— BEGIN Data supplied —

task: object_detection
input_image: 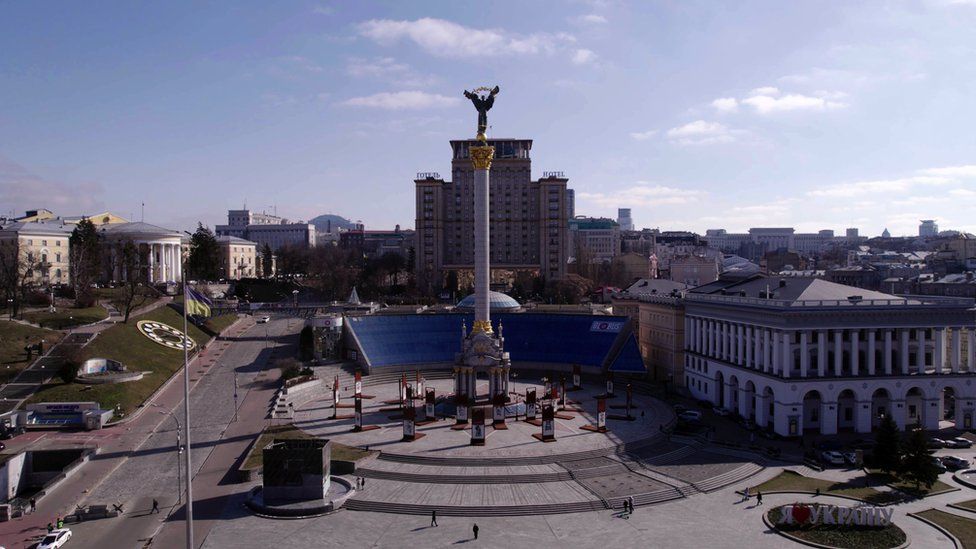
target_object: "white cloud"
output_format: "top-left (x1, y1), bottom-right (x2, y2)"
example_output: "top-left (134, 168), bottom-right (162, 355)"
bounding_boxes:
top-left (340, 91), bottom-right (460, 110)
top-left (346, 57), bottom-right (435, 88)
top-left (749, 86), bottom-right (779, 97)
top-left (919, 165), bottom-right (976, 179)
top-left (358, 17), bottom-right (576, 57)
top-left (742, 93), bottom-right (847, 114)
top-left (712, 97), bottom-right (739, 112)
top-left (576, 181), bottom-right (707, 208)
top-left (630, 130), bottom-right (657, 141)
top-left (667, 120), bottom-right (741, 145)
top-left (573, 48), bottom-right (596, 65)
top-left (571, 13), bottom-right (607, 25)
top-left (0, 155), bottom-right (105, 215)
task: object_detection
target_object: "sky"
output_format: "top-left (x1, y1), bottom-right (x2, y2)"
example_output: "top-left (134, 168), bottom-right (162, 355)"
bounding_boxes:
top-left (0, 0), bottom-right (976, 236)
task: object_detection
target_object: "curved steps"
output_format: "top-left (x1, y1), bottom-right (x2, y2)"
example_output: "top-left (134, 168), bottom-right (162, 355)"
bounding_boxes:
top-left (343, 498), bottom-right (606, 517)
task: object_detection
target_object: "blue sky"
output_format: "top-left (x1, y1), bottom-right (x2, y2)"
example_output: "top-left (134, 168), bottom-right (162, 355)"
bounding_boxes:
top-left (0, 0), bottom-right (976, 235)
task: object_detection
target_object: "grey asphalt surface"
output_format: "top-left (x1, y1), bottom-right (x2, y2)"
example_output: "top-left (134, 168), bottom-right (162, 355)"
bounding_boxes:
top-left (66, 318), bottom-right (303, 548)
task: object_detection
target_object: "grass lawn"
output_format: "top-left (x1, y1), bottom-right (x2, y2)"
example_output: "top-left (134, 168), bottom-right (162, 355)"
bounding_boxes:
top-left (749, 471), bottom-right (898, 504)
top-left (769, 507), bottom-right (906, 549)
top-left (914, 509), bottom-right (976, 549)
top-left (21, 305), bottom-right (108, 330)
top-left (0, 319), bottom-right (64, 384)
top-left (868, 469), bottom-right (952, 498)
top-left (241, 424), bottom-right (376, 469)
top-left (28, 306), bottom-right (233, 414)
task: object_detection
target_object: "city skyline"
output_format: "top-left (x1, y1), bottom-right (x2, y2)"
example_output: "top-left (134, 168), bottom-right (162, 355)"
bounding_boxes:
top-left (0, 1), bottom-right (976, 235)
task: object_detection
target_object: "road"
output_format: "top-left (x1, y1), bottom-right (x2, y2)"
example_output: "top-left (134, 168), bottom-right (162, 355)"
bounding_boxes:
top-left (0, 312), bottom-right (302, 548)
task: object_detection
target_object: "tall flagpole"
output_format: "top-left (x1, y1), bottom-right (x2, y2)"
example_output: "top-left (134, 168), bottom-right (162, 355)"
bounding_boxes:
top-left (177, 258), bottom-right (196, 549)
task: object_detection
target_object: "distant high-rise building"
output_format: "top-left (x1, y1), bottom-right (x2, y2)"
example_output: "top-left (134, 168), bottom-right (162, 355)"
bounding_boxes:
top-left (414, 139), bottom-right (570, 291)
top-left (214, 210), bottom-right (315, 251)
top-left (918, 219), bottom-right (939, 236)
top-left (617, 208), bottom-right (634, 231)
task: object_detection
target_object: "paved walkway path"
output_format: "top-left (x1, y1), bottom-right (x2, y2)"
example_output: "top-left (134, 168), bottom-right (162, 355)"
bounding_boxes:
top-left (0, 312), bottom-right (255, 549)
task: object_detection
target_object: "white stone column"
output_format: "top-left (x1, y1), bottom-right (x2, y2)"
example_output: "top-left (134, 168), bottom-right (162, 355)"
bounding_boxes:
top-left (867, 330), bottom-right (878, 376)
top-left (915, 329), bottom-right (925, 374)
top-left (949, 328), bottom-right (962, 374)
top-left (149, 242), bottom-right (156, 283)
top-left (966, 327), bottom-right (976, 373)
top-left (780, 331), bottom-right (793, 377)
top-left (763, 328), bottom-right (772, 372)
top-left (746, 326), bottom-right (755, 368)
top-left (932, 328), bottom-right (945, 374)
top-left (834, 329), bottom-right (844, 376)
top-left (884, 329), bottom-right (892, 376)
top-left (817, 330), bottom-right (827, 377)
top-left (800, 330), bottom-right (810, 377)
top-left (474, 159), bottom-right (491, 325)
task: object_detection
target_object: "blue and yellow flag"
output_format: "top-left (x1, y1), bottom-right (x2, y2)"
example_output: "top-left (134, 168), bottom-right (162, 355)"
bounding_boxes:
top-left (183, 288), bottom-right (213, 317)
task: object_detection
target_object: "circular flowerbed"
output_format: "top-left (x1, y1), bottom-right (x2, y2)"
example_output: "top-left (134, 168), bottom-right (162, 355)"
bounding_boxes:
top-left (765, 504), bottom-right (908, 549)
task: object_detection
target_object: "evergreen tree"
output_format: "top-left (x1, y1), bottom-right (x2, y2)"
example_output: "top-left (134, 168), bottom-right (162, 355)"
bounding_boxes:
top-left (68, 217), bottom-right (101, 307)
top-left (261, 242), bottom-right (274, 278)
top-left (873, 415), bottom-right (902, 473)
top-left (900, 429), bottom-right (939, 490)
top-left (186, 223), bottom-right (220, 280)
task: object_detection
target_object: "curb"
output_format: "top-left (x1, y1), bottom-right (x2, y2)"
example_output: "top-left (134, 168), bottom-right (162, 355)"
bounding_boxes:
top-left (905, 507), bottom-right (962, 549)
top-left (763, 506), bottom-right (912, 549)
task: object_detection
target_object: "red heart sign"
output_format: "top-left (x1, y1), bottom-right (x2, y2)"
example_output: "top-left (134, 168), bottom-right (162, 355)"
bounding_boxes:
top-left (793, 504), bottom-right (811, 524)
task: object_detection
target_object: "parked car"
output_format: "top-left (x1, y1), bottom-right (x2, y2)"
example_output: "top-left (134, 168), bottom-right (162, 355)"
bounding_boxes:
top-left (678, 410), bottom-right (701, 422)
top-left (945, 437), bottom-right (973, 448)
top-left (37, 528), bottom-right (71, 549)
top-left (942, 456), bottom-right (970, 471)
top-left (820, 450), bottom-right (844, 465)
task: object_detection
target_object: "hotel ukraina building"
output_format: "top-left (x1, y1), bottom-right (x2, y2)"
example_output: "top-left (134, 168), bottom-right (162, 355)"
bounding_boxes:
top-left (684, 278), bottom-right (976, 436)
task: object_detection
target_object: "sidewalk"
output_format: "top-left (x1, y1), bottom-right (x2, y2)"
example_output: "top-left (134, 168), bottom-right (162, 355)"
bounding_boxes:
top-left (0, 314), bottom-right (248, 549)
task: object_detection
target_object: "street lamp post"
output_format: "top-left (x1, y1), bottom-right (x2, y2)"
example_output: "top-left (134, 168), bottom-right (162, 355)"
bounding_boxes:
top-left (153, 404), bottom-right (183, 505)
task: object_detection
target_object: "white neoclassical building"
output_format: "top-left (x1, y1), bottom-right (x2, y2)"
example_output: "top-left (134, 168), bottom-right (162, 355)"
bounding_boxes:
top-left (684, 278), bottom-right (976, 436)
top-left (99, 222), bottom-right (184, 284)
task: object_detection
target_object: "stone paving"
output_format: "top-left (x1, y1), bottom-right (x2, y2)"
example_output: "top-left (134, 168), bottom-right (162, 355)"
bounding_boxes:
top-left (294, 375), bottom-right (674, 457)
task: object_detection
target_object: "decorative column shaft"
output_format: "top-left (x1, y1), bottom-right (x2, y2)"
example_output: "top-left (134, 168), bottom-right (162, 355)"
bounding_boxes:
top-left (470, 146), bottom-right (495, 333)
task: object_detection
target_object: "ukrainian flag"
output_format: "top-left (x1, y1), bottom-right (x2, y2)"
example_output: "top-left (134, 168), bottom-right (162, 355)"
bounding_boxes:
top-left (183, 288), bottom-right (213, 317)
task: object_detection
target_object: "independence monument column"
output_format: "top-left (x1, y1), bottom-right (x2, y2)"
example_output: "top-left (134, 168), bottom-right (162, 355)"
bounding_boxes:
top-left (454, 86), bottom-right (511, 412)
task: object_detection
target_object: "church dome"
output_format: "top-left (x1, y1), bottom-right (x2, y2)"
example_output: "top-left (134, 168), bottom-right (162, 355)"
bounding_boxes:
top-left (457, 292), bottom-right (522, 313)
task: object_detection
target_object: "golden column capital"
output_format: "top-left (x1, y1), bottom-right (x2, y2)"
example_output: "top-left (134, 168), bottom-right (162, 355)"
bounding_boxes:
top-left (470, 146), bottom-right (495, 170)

— END Data supplied —
— BEGIN Data supplied —

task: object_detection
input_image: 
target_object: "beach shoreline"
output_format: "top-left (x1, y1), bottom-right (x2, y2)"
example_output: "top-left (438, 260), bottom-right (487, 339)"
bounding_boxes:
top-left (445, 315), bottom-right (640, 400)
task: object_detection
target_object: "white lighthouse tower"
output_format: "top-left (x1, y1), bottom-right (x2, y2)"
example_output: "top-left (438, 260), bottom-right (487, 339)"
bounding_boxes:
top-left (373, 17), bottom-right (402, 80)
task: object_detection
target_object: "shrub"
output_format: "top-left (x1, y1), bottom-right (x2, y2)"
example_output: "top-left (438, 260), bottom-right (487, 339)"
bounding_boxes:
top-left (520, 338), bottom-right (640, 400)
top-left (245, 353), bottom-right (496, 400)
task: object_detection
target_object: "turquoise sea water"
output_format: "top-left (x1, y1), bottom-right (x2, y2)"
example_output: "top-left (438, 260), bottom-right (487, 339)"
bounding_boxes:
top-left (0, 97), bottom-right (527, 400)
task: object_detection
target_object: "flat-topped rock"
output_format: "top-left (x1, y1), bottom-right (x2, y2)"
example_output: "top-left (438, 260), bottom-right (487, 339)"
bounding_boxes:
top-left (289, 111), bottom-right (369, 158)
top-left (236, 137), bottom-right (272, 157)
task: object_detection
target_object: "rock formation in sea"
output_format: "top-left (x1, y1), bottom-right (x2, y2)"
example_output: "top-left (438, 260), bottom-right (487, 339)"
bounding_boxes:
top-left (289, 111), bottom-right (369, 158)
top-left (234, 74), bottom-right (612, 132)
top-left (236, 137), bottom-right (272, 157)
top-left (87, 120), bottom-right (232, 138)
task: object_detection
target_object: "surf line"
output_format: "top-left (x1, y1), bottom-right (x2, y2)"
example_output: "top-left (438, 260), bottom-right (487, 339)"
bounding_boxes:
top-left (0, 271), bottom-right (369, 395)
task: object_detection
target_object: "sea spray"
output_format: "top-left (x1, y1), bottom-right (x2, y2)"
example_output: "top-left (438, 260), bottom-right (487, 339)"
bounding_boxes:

— END Data supplied —

▸ **Task statement**
Show every line above that contains the string "blue", copying each one in full.

▸ **The answer**
target_object: "blue sky"
target_object: "blue and yellow flag"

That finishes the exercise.